→ **Requirement**: Select every line in the items below that contains the word "Query" and copy each one. Case counts, so match uppercase and lowercase letters precisely.

→ **Region labeling records**:
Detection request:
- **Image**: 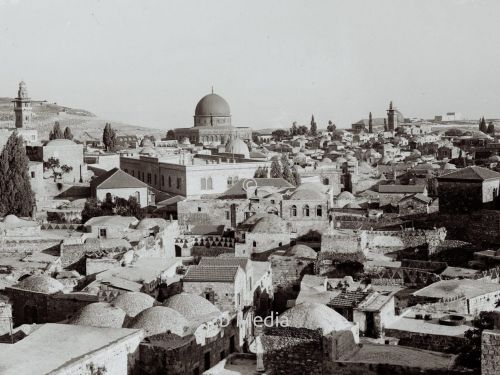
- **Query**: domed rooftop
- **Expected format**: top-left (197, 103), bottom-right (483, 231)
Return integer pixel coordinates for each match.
top-left (280, 302), bottom-right (352, 335)
top-left (46, 139), bottom-right (76, 147)
top-left (163, 293), bottom-right (221, 321)
top-left (286, 245), bottom-right (318, 259)
top-left (290, 184), bottom-right (325, 200)
top-left (111, 292), bottom-right (155, 318)
top-left (225, 138), bottom-right (250, 158)
top-left (70, 302), bottom-right (125, 328)
top-left (337, 190), bottom-right (356, 201)
top-left (128, 306), bottom-right (189, 336)
top-left (443, 163), bottom-right (457, 170)
top-left (241, 214), bottom-right (287, 234)
top-left (15, 275), bottom-right (64, 294)
top-left (141, 137), bottom-right (153, 147)
top-left (194, 93), bottom-right (231, 116)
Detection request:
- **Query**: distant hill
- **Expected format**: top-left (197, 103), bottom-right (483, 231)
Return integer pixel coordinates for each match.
top-left (0, 97), bottom-right (166, 140)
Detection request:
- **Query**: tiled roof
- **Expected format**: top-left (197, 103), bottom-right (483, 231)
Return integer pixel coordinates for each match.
top-left (378, 185), bottom-right (425, 194)
top-left (90, 168), bottom-right (148, 190)
top-left (220, 178), bottom-right (294, 198)
top-left (184, 266), bottom-right (240, 283)
top-left (438, 166), bottom-right (500, 181)
top-left (198, 257), bottom-right (250, 269)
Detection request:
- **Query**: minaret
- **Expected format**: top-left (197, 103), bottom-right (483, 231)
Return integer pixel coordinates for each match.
top-left (12, 81), bottom-right (32, 128)
top-left (387, 101), bottom-right (394, 132)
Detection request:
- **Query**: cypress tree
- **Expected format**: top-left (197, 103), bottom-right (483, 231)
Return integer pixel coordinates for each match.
top-left (49, 121), bottom-right (65, 140)
top-left (64, 126), bottom-right (73, 141)
top-left (271, 160), bottom-right (283, 178)
top-left (281, 154), bottom-right (295, 185)
top-left (0, 132), bottom-right (34, 216)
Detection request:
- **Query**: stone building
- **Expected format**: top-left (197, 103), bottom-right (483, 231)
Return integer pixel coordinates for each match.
top-left (437, 166), bottom-right (500, 213)
top-left (174, 92), bottom-right (252, 145)
top-left (90, 168), bottom-right (154, 207)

→ **Written answer**:
- **Query**: domed rooftop
- **Query**: distant hill
- **Query**: tiled roof
- **Query**: minaret
- **Query**: cypress tree
- **Query**: stone building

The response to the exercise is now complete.